→ **Exercise description**
Retype the listing that follows, exactly as written.

→ **Task data**
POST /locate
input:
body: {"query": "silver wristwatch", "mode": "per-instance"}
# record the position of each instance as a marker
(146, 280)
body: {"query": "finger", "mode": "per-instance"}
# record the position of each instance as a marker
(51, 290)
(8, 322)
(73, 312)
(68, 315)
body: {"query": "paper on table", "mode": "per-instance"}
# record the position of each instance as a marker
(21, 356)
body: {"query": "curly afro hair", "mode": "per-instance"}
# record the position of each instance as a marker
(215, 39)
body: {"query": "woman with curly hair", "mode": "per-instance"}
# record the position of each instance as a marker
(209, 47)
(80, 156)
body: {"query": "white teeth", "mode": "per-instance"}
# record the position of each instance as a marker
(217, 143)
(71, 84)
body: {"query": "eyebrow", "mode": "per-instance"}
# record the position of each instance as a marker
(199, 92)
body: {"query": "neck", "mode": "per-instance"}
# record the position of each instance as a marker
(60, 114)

→ **Solution**
POST /locate
input:
body: {"query": "silver wristwatch", "mode": "per-instance"}
# record the position of each instance as a marker
(146, 280)
body: {"query": "finger", "mode": "per-instance"}
# record the position of each instance as a marker
(51, 290)
(8, 322)
(73, 312)
(68, 315)
body: {"query": "paper on table", "mode": "per-instance"}
# record the position of each instance as a marker
(21, 356)
body: {"query": "curly afro hair", "mode": "per-instance"}
# record the position of each instance as a marker
(215, 39)
body: {"query": "woman with curly hair", "mode": "per-instance"}
# record the position of each instance as a marker
(209, 47)
(80, 156)
body: {"query": "white teeth", "mode": "per-instance"}
# record the position of each instance as a marker
(217, 143)
(71, 84)
body: {"query": "eyebrow", "mode": "per-instance"}
# record the position of each instance as a marker
(199, 92)
body: {"query": "neck", "mode": "per-instance"}
# record the position of each instance as a marker
(60, 114)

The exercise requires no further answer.